:: Task description ::
Repeat all entries word for word; skip images.

——————————

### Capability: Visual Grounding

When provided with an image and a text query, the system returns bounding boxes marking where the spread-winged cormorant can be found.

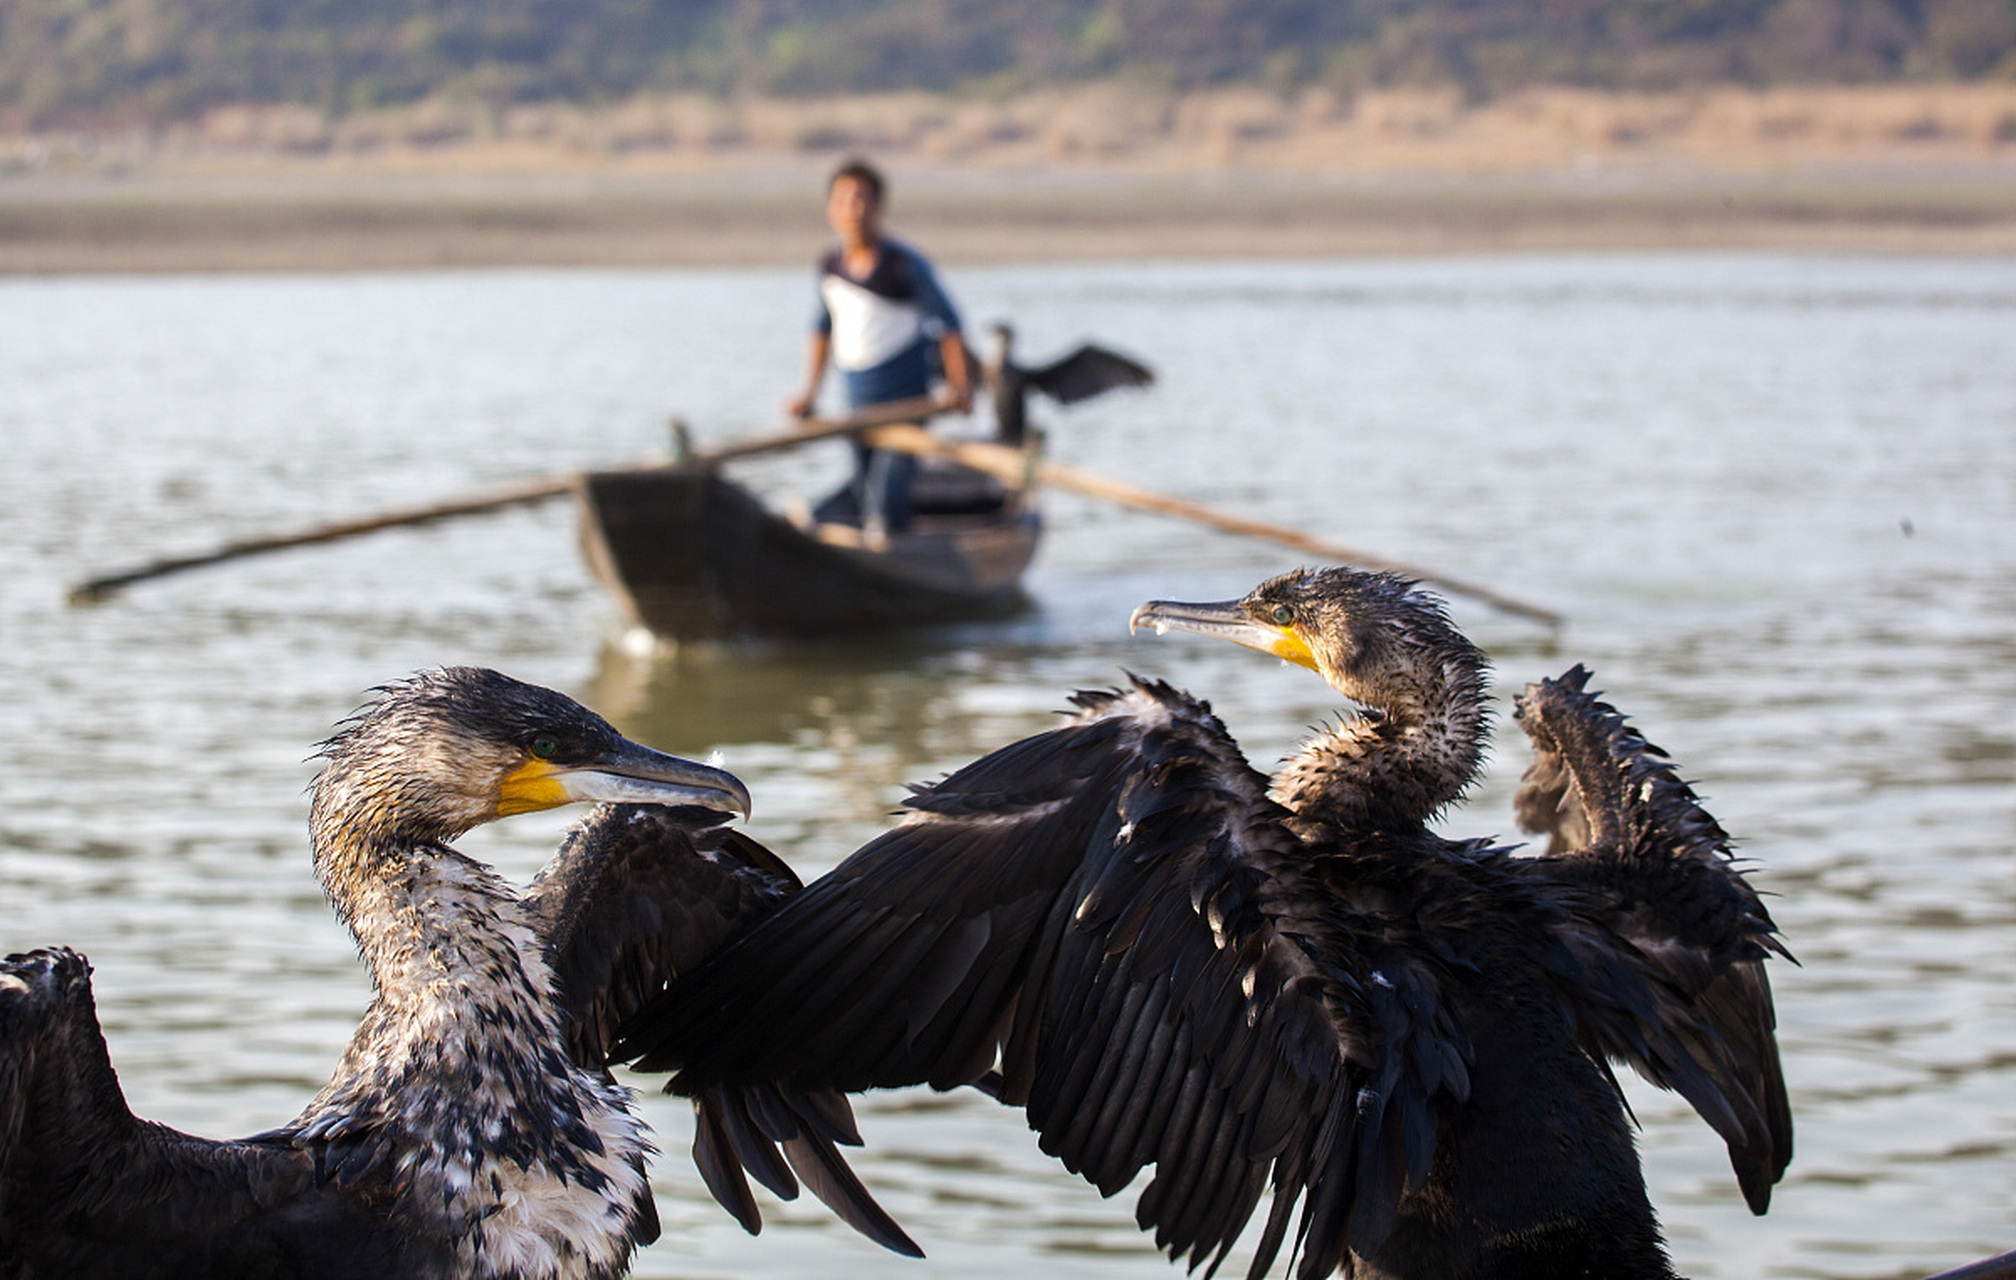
[617,568,1792,1280]
[0,667,916,1279]
[983,321,1154,445]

——————————

:: Worked solution ::
### Capability: Visual Grounding

When provided with an image and a text query, the system returns bounding boxes marking where the spread-winged cormorant can be found.

[617,568,1792,1280]
[0,667,916,1279]
[983,321,1154,445]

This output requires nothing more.